▶ _WHAT THE EXERCISE ASKS_
Among these records, tally each line with the word "face"; the answer is that number alone.
+-------+
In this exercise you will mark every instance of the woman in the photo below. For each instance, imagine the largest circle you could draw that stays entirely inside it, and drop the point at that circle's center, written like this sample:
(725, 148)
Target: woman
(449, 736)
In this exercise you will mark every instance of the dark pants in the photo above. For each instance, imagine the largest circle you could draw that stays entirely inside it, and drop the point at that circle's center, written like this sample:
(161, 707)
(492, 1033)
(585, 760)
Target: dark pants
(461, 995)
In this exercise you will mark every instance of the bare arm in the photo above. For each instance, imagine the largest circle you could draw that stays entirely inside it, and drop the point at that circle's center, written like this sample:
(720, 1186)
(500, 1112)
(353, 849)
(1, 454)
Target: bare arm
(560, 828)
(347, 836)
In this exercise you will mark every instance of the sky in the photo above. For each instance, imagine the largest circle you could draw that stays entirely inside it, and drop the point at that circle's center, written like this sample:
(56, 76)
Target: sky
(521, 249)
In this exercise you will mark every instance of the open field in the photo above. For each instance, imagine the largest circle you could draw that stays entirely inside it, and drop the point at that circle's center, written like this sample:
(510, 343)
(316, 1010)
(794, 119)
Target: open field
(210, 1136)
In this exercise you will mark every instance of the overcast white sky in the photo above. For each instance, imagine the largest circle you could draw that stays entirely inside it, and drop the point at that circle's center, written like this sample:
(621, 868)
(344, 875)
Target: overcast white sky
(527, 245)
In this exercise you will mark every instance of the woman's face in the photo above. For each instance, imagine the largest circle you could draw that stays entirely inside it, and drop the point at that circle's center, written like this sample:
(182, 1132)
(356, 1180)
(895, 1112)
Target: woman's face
+-------+
▶ _TASK RESULT_
2